→ TASK TO CARRY OUT
Repeat the entries below with "flower vase" swapped for "ceramic vase" and everything else left as it is. Leave the pictures out of your answer.

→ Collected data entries
---

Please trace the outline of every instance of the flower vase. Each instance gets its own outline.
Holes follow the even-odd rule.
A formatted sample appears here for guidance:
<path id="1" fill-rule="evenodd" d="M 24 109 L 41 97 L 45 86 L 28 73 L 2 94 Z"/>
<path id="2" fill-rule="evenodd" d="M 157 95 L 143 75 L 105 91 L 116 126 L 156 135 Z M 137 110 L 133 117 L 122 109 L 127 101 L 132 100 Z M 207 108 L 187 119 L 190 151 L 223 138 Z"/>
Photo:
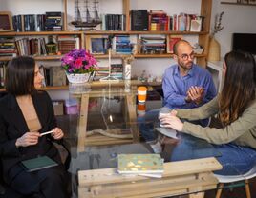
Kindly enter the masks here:
<path id="1" fill-rule="evenodd" d="M 86 83 L 91 73 L 66 73 L 66 75 L 70 83 Z"/>
<path id="2" fill-rule="evenodd" d="M 221 45 L 214 38 L 210 38 L 209 51 L 208 51 L 208 61 L 220 61 L 221 60 Z"/>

---

→ TASK SOLUTION
Please trace the outline of every instance of the ceramic vase. Each instance gets its own outline.
Holes follow the even-odd rule.
A formatted sample appears here for guidance:
<path id="1" fill-rule="evenodd" d="M 24 109 L 41 97 L 45 86 L 28 73 L 2 94 Z"/>
<path id="2" fill-rule="evenodd" d="M 157 95 L 143 75 L 105 91 L 116 126 L 156 135 Z M 137 110 L 133 117 L 122 109 L 127 101 L 132 100 Z M 207 108 L 187 119 L 190 151 L 223 138 Z"/>
Photo:
Kindly enter the masks here:
<path id="1" fill-rule="evenodd" d="M 86 83 L 91 73 L 66 73 L 66 75 L 70 83 Z"/>
<path id="2" fill-rule="evenodd" d="M 221 45 L 214 38 L 210 38 L 209 51 L 208 51 L 208 61 L 220 61 L 221 60 Z"/>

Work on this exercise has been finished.